DATA SHOWN:
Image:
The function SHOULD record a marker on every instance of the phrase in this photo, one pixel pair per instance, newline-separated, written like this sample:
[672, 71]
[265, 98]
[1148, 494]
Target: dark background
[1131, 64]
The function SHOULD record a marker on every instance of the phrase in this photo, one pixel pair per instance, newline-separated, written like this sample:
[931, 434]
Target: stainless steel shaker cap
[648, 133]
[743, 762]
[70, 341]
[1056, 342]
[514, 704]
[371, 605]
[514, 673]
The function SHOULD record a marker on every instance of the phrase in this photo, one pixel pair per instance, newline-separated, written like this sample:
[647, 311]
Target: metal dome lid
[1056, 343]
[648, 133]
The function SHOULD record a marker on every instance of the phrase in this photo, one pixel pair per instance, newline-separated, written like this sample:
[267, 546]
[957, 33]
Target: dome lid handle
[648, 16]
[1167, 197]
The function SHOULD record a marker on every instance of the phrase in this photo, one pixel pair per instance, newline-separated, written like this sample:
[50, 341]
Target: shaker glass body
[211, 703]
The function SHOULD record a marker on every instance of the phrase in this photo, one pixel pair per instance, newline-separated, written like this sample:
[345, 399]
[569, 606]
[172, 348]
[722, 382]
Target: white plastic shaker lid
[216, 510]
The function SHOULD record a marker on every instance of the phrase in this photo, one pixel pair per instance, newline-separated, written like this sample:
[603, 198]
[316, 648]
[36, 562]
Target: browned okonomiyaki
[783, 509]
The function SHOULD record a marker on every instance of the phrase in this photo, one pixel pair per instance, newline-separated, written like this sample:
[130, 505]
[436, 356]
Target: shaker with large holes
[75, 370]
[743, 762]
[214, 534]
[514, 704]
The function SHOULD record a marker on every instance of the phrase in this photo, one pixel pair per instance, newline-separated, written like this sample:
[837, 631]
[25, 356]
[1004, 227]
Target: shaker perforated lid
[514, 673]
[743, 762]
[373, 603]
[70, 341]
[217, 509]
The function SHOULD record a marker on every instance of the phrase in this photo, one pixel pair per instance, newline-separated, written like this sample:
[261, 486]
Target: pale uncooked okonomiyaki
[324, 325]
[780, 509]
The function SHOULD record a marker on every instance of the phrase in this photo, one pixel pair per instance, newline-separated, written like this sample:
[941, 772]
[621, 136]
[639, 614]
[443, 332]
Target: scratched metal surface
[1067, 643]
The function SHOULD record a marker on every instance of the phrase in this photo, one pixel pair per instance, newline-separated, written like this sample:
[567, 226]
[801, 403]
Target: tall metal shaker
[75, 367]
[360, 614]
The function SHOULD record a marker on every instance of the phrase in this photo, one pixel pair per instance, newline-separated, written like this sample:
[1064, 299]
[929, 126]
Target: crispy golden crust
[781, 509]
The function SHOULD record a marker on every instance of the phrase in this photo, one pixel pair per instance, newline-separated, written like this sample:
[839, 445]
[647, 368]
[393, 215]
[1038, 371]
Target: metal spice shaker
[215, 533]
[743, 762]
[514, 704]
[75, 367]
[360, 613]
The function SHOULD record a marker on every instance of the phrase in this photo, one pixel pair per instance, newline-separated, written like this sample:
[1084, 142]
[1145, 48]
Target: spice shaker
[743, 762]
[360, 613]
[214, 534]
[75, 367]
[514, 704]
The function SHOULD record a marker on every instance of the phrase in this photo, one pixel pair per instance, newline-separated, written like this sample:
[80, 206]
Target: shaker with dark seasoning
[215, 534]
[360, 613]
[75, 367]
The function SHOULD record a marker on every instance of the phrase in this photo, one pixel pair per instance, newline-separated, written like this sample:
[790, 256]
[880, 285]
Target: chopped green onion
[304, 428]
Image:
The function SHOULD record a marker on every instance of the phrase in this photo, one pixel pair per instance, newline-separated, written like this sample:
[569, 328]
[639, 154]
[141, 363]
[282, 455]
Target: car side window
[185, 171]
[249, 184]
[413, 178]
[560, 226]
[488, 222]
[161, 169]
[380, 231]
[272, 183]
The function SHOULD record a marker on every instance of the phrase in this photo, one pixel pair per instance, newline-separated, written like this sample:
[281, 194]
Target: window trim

EXERCISE PROMPT: Nothing in the listing should be left out; repeat it exactly.

SOLUTION TO THIS TASK:
Image:
The function SHOULD record a marker on every instance of the phrase in this photo, one pixel pair per instance, newline-separated, written like this sample:
[672, 71]
[265, 98]
[1148, 494]
Target: dark background
[1131, 64]
The function SHOULD record a marker on every instance of the phrase in this photo, one pixel pair per instance, newline-separated, written like this sample:
[931, 434]
Target: stainless steel shaker cap
[648, 133]
[743, 762]
[70, 341]
[1056, 342]
[514, 704]
[371, 605]
[514, 673]
The function SHOULD record a marker on every instance of the phrase in this photo, one pixel pair per instance, newline-separated, written like this sample:
[647, 311]
Target: metal dome lid
[1056, 343]
[648, 133]
The function SHOULD record a marker on every instance of the phrase in this photo, one pixel pair per instance, newline-separated, written like this sample:
[267, 546]
[957, 33]
Target: dome lid handle
[648, 16]
[1167, 197]
The function SHOULD record a marker on every instance of the phrase in this photo, one pixel pair per instance, newline-separated, written like this sample:
[50, 341]
Target: shaker glass body
[211, 703]
The function SHOULD record a marker on every instance of the phrase in this photo, one pixel pair per instance, newline-separated, written like this sample:
[345, 399]
[569, 606]
[172, 348]
[722, 382]
Target: white plastic shaker lid
[216, 510]
The function SHOULD record a marker on every instance of the phrase in this photo, one pixel pair per instance, newline-separated, written like this sample:
[603, 198]
[316, 648]
[36, 562]
Target: browned okonomiyaki
[783, 509]
The function SHOULD record a marker on every instance of the phrase in this photo, one pixel pair per instance, newline-separated, written like this sample:
[130, 505]
[436, 356]
Target: shaker with large holes
[75, 370]
[743, 762]
[214, 534]
[514, 704]
The function SHOULD record a marker on every instance of the phrase in this photo, one pixel pair per instance, newline-separated, written like this sample:
[837, 631]
[25, 356]
[1004, 227]
Target: shaker perforated lid
[514, 673]
[743, 762]
[373, 603]
[70, 341]
[217, 509]
The function SHOULD record a marker on every instance of the phrase in this photo, one pixel pair per instance, newline-separated, written like this sample:
[261, 486]
Target: pale uncooked okonomiyaki
[324, 325]
[780, 509]
The function SHOULD record a marker on every instance of the phrase in this photo, one pixel pair per instance, newline-separated, written like this sample:
[941, 772]
[621, 136]
[639, 614]
[443, 332]
Target: scratched metal surface
[1067, 643]
The function SHOULD record a marker on every instance of the phrase in this photo, one pixel pair per instance, newline-separated, written like this sample:
[567, 226]
[801, 403]
Target: tall metal shaker
[75, 367]
[360, 614]
The function SHOULD record a marker on every instance of the phrase in this photo, one pixel pair per instance, newline-separated, written like this sample:
[1064, 299]
[929, 126]
Target: crispy golden crust
[781, 509]
The function SHOULD record a marker on every instance of the phrase in this photo, one pixel pair per instance, newline-separated, written like this sample:
[839, 445]
[647, 368]
[393, 215]
[1038, 371]
Target: metal spice shaker
[215, 533]
[743, 762]
[514, 704]
[75, 367]
[360, 613]
The function SHOULD record a marker on every instance of the phrase in this photo, one pixel pair per instance, newline-separated, written like this sample:
[1084, 142]
[1145, 48]
Target: spice shaker
[743, 762]
[360, 613]
[214, 534]
[75, 367]
[514, 704]
The function SHOULD record a marker on every instance of the phrase in this photo, one pixel pair per instance, newline-separated, written like this sample:
[80, 206]
Target: shaker with dark seasoning
[215, 534]
[360, 613]
[75, 367]
The function SHOULD record a marker on every instance of the phrase in this photo, one pixel pair per instance, newline-separated, written like this sample:
[790, 256]
[880, 285]
Target: chopped green onion
[304, 428]
Image:
The function SHOULD record a marker on every instance of the phrase in this photo, one pixel pair per instance, newline-separated, written like this sample:
[569, 328]
[639, 154]
[141, 363]
[282, 455]
Target: car side window
[185, 171]
[249, 184]
[413, 178]
[560, 226]
[488, 222]
[161, 169]
[380, 231]
[272, 183]
The function SHOULD record a marker on every instance of the phrase in this photo, one pixel pair per instance, newline-separated, written like this sample:
[281, 194]
Target: window trim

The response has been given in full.